- _INFORMATION SHOWN_:
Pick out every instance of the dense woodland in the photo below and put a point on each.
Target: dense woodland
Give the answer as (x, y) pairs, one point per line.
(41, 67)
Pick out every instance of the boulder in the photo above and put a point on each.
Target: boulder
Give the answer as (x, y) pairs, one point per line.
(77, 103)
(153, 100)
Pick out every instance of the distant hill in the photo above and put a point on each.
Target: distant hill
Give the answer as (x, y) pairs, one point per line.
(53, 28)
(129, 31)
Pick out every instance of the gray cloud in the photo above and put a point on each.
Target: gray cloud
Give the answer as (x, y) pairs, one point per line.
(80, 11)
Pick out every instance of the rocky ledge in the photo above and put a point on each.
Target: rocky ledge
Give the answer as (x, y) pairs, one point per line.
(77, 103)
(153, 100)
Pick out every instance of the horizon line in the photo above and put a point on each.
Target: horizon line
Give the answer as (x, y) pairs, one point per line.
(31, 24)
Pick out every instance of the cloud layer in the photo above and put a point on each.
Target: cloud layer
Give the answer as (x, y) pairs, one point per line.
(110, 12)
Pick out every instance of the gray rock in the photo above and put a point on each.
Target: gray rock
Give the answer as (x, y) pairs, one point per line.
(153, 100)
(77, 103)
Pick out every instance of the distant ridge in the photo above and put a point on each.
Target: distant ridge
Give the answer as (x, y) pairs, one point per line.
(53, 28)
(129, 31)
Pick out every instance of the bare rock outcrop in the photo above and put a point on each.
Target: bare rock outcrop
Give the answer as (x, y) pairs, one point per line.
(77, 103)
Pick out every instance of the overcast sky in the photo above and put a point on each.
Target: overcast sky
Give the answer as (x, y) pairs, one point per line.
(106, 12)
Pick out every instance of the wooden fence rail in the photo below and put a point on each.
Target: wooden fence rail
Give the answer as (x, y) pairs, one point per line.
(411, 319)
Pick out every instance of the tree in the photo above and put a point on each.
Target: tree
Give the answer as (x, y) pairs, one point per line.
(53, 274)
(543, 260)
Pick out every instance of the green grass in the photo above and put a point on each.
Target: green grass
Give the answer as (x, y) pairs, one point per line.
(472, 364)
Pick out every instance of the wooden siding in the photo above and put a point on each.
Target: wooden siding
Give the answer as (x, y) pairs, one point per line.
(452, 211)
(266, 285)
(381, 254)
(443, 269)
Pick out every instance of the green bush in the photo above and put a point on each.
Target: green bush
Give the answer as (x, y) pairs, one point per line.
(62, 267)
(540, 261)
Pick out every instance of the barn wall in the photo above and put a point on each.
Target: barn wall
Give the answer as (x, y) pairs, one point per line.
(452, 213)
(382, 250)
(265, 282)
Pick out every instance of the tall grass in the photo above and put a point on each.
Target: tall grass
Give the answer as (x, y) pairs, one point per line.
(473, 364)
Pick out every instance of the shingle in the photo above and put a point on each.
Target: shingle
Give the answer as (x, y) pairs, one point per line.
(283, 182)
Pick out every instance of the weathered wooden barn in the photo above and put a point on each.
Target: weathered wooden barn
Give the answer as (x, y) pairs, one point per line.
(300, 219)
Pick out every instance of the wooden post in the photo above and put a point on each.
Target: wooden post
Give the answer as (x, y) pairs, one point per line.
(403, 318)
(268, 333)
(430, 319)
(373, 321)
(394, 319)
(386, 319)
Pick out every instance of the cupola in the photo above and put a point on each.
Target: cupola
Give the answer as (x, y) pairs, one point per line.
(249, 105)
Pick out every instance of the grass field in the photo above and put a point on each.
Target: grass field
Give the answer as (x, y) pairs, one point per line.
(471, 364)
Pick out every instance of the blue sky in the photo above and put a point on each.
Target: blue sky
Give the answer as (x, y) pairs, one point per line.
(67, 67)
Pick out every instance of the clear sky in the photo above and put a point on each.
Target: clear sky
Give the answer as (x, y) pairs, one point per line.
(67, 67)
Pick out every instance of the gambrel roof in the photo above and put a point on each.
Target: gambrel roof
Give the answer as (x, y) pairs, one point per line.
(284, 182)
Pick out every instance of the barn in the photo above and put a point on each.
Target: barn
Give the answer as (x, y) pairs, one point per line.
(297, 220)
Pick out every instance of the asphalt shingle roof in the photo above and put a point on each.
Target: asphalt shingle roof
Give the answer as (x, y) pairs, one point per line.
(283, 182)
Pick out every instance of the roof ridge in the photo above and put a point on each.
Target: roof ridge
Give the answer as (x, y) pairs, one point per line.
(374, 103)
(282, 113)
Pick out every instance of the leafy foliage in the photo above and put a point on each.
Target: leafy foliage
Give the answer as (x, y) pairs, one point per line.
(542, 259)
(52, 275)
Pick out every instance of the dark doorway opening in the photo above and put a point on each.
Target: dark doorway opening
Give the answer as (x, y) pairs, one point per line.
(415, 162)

- _WHAT TO WORK ON_:
Please reproduce the lines from the line with "Pick out every instance of the shingle" to the line with "Pick out every instance of the cupola", both ends included, exactly as they appear above.

- _TASK SOLUTION_:
Pick out every instance of the shingle in the photo above and put a point on each.
Target: shingle
Give the answer as (x, y) pairs, one point per line.
(283, 182)
Pick out every instance of the weathered wooden barn in the photo above and put a point on each.
Target: weathered wooden barn
Give the answer as (x, y) pairs, one point per line.
(300, 219)
Pick out every instance of the wooden post in the photo above and put a point on each.
Target: wooden post
Give the answer as (x, y) pairs, one point per line.
(403, 318)
(268, 333)
(430, 319)
(373, 321)
(394, 319)
(386, 319)
Pick out every instance of the cupola in the photo above and put a point on each.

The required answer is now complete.